TASK DATA:
-- Opening Marker --
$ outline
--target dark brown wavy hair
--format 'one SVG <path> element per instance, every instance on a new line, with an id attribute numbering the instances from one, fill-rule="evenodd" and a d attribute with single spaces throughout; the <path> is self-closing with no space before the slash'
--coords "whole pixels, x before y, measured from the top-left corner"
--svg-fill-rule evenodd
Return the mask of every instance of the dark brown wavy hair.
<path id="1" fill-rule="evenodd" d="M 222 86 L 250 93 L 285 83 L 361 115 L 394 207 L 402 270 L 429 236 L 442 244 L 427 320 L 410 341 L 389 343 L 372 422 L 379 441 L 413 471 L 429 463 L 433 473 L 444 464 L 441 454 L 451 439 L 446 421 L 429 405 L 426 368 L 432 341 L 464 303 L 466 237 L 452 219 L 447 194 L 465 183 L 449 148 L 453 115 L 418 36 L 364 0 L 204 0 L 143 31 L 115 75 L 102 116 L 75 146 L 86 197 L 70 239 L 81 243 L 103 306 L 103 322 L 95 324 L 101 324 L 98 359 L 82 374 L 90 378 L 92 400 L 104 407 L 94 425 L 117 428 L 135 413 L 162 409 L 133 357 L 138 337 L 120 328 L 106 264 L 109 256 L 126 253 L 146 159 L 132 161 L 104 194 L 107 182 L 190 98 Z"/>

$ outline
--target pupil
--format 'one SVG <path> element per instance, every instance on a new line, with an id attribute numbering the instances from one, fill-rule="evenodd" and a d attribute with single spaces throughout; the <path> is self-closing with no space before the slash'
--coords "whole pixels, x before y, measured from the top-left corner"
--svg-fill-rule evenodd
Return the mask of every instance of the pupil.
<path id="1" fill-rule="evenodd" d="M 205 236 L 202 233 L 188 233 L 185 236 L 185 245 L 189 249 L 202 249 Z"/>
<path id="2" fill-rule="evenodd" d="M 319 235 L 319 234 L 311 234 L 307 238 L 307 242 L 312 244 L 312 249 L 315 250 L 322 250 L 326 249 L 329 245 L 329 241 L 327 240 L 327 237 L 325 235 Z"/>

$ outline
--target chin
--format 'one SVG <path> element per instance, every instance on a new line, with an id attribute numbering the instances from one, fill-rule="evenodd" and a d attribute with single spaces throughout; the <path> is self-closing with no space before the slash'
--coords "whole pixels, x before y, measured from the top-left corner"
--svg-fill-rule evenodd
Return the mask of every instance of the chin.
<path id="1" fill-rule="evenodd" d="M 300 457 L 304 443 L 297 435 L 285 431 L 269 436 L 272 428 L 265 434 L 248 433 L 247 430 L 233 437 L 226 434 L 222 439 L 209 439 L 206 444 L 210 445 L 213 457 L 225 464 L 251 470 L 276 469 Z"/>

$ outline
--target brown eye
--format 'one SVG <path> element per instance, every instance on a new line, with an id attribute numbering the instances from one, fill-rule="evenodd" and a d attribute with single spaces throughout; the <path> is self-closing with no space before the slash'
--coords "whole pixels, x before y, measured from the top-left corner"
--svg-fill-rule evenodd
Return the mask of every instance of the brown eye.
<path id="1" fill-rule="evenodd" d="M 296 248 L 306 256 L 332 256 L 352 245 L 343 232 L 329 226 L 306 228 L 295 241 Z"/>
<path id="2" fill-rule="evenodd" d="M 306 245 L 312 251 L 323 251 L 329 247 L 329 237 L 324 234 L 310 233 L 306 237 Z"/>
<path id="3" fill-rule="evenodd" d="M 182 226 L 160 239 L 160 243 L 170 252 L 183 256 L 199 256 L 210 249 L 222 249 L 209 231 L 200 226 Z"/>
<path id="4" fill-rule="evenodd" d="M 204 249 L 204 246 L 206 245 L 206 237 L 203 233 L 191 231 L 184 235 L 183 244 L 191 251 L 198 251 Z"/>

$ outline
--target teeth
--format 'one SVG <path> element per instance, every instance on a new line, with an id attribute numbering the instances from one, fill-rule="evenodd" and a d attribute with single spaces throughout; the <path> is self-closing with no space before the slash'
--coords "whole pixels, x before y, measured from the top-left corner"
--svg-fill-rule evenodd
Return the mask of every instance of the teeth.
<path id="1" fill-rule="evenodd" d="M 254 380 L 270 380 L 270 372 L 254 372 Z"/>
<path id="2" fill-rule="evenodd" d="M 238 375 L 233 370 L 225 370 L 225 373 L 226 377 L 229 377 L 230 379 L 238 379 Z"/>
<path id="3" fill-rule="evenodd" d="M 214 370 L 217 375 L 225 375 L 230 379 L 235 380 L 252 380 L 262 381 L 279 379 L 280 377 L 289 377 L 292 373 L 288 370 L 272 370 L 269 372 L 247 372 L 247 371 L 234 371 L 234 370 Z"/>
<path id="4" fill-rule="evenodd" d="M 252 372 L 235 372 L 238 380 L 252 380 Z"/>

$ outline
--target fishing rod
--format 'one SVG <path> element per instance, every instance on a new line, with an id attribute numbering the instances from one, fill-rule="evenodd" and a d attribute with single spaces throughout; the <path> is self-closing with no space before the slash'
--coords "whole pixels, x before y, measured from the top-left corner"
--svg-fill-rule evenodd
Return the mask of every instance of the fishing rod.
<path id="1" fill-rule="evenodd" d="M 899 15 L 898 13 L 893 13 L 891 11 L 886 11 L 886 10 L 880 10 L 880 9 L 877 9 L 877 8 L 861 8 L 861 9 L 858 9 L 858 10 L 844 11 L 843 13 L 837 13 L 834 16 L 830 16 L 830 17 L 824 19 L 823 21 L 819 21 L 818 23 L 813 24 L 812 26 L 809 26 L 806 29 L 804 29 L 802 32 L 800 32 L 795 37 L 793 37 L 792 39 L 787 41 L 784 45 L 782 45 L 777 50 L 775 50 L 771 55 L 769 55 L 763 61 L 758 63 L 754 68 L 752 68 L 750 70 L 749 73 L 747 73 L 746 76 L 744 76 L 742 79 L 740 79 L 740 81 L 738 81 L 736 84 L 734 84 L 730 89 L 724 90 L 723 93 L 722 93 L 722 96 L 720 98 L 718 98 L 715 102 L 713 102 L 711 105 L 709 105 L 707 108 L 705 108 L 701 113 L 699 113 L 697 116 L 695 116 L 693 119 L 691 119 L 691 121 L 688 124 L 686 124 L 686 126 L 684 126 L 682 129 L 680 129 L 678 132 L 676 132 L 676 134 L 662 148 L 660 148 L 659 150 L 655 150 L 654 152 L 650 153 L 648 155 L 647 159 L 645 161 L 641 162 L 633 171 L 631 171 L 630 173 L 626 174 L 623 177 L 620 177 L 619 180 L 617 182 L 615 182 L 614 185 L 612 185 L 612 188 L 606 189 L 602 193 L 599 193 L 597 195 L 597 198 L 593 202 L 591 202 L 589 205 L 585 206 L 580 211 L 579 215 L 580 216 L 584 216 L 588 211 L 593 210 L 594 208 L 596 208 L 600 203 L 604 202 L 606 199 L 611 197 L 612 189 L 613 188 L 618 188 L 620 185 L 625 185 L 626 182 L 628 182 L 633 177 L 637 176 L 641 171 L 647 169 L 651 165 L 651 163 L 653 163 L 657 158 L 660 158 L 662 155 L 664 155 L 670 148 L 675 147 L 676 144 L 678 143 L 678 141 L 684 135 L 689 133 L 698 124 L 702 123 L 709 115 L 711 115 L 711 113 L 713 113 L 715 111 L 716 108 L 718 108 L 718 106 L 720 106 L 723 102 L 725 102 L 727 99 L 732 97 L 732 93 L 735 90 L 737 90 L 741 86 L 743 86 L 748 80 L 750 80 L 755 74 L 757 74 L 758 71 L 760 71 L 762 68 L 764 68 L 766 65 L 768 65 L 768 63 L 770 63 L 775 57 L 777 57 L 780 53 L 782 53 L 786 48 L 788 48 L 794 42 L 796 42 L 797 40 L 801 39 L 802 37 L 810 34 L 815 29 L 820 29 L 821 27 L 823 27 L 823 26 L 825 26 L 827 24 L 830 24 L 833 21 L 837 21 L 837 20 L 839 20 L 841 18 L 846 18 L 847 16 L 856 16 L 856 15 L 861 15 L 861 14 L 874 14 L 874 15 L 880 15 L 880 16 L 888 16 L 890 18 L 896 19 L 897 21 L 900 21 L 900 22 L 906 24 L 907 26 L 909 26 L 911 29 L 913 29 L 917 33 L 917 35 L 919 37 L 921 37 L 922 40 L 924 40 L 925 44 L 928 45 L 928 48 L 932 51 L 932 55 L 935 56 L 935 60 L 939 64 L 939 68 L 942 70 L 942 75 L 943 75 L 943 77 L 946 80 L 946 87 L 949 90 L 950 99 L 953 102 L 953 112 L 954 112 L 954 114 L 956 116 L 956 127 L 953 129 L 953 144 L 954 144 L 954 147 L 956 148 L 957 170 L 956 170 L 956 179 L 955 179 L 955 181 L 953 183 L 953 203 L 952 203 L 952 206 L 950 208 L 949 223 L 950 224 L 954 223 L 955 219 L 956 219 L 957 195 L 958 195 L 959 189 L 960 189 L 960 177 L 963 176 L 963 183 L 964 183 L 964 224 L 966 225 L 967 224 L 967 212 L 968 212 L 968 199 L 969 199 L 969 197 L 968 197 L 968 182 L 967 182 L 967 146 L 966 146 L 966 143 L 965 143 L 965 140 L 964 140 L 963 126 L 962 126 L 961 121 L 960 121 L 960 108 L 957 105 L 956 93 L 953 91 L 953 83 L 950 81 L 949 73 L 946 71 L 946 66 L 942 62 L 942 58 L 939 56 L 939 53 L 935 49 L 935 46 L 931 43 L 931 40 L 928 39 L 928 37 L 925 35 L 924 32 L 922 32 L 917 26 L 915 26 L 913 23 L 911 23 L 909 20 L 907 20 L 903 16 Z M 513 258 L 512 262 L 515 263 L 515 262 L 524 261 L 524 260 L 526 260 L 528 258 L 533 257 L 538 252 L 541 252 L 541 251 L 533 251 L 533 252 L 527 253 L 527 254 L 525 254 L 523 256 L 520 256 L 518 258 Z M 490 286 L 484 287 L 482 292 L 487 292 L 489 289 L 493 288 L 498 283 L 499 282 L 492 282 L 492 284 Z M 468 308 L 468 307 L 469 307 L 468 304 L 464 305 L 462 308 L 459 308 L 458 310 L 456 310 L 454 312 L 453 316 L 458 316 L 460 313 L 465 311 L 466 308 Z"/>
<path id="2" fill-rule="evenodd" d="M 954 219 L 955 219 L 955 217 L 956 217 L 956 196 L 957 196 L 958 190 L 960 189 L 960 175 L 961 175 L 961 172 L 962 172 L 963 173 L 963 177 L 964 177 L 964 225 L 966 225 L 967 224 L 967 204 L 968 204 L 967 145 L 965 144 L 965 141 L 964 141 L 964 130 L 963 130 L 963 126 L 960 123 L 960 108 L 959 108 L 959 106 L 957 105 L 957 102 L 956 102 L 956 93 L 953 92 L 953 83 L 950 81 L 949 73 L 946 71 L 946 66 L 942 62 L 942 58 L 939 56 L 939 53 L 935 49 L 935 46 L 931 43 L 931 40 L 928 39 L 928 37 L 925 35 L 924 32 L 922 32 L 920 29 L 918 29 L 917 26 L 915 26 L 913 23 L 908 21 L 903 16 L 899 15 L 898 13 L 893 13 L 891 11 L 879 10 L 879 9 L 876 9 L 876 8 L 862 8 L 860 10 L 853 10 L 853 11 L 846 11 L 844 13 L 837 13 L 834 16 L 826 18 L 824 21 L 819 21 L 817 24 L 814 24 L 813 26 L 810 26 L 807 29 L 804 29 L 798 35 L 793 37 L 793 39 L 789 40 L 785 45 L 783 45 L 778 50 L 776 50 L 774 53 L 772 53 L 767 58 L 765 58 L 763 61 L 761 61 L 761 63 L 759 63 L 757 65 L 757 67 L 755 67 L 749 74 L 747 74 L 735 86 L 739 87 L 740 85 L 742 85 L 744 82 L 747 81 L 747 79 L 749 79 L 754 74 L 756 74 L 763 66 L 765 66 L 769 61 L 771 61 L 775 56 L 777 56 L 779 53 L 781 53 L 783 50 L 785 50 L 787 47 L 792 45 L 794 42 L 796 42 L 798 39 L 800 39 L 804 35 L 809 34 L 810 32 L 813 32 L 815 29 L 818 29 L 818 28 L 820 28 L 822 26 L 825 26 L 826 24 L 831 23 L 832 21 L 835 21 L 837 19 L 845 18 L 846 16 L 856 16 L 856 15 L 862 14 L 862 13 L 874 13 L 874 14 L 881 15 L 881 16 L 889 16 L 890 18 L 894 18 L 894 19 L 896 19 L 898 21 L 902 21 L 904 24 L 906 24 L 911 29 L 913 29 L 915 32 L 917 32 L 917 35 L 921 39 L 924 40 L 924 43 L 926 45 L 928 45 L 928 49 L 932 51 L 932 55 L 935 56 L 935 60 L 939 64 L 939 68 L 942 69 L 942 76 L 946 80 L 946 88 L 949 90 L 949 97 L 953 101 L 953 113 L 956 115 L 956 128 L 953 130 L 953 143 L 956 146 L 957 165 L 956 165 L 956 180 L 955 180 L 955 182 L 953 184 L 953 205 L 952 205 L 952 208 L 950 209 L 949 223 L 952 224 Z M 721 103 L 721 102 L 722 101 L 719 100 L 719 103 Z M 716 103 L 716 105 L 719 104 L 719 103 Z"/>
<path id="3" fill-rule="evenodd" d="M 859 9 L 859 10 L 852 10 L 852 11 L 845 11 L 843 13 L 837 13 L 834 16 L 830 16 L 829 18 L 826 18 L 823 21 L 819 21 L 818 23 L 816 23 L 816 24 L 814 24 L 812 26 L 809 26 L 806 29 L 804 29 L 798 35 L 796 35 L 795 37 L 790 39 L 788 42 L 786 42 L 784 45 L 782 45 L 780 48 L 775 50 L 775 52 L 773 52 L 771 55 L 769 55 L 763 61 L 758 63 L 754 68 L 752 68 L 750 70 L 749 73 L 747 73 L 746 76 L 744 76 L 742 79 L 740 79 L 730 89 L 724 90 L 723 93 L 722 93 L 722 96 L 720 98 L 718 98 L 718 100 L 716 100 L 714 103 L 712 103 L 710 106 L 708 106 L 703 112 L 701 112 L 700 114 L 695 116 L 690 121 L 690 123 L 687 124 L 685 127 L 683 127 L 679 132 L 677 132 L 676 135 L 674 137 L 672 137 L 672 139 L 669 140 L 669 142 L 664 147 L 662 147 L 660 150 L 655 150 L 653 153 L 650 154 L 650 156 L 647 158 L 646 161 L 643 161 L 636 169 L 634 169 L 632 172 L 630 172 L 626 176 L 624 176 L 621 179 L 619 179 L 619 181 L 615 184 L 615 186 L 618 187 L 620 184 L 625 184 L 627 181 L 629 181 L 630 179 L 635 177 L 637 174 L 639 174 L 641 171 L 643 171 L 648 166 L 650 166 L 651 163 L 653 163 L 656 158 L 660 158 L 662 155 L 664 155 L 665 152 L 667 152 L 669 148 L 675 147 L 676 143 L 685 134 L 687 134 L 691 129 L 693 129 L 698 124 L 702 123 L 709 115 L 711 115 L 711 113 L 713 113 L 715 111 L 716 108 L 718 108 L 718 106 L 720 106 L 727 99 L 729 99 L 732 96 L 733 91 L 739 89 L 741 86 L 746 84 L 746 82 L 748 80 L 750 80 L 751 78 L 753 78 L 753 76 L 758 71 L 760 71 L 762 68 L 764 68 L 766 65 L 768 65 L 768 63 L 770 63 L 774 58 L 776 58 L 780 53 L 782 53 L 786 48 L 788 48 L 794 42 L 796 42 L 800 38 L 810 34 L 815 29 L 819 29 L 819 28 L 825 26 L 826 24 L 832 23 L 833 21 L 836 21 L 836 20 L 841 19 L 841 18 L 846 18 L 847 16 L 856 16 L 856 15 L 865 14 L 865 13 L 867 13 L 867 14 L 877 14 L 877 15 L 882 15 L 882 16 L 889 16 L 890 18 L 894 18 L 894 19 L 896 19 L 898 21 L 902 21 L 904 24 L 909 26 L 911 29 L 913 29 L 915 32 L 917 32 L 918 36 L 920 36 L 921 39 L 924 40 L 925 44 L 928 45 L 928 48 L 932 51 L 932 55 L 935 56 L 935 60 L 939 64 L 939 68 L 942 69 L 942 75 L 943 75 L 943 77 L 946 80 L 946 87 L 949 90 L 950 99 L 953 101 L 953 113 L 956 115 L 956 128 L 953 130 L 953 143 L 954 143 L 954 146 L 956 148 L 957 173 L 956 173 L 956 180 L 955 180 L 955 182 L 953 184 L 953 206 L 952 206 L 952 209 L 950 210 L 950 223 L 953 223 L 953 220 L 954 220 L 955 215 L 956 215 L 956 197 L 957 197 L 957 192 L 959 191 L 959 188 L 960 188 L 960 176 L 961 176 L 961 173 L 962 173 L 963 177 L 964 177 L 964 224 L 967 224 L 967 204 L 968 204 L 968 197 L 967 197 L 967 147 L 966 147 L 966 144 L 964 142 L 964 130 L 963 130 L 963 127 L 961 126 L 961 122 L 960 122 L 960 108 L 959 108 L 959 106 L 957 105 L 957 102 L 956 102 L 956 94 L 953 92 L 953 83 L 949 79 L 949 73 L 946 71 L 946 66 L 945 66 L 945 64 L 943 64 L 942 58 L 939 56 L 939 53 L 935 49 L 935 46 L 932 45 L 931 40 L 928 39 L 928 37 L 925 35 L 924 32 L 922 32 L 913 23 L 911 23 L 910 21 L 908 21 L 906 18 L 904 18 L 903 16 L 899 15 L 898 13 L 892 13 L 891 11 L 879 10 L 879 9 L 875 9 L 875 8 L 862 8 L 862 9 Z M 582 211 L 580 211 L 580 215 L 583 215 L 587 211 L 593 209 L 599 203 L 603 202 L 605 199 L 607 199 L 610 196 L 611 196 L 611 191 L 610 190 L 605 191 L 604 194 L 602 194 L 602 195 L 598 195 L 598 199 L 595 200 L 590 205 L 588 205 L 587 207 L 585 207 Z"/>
-- Closing Marker --
TASK INSTRUCTIONS: From the listing above, return every line that carries the string "target".

FINISHED TASK:
--target dark brown wavy hair
--target pupil
--target chin
--target brown eye
--target teeth
--target fishing rod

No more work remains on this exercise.